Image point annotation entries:
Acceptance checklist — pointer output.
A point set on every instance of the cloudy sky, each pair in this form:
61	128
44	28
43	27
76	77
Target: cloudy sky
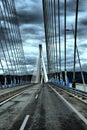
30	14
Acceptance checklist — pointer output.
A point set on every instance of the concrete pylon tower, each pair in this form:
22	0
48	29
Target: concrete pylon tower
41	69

==

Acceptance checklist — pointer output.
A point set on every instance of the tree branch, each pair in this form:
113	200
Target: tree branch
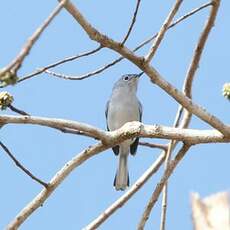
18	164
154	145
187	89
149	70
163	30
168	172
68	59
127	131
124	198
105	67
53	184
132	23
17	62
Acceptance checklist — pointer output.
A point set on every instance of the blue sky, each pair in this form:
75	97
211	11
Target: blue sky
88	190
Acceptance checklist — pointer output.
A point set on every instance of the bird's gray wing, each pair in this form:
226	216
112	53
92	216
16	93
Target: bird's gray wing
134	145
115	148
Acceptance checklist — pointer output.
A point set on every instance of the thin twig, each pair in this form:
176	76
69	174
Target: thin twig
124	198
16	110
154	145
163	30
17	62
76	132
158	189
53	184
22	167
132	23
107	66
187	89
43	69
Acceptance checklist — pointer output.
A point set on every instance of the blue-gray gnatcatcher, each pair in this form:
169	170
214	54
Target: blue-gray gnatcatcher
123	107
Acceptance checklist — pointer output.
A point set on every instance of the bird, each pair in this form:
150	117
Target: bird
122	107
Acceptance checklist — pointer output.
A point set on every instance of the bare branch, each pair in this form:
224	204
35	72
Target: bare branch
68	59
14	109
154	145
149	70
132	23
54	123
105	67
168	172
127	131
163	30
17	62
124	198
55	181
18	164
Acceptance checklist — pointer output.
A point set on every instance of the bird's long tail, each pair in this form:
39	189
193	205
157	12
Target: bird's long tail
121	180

▶ _Stated goal_:
Please count the lines in the records above that contain the string "Target", and give only the number.

▶ _Exercise solution_:
10